Aim → Reproduce the lines of the records below without any change, starting at the line that contains "point: palm tree" and running through the end of the records, with both of those lines included.

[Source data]
━━━━

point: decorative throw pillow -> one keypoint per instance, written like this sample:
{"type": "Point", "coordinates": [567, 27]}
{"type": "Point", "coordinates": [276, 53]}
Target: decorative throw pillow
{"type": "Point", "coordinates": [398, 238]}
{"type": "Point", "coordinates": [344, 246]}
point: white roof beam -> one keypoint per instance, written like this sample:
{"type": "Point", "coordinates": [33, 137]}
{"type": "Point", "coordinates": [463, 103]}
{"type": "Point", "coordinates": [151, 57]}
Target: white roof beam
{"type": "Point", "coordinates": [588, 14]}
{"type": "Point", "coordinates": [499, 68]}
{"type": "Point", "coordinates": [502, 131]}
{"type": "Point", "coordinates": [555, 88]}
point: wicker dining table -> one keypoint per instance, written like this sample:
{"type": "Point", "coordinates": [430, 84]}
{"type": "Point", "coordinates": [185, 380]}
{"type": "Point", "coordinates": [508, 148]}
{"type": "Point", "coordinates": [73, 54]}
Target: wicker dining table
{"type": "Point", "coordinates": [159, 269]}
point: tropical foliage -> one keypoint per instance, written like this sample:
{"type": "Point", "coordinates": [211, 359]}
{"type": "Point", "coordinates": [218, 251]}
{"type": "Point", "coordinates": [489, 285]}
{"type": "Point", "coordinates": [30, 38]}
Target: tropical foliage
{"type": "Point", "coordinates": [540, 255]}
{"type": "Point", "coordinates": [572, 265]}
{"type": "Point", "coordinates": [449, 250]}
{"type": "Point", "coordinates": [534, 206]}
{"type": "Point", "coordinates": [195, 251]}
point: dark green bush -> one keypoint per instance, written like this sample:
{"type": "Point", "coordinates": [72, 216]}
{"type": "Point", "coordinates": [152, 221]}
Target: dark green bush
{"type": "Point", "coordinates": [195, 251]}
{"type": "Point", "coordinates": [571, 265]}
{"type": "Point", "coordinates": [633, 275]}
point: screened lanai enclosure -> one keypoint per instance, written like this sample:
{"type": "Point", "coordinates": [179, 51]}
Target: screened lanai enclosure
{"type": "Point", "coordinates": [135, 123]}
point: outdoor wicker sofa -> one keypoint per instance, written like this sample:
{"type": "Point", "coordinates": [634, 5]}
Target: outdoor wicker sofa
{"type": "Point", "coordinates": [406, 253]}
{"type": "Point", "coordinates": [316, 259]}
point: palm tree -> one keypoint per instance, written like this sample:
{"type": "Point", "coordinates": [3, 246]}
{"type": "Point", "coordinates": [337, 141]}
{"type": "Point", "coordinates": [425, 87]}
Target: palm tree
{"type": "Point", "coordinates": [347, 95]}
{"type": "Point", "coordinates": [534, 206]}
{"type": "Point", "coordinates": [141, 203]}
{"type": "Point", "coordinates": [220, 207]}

━━━━

The completed task →
point: palm tree -> one keypoint per instance, written like this sample:
{"type": "Point", "coordinates": [3, 246]}
{"type": "Point", "coordinates": [337, 141]}
{"type": "Point", "coordinates": [425, 87]}
Target: palm tree
{"type": "Point", "coordinates": [347, 95]}
{"type": "Point", "coordinates": [534, 206]}
{"type": "Point", "coordinates": [141, 203]}
{"type": "Point", "coordinates": [220, 207]}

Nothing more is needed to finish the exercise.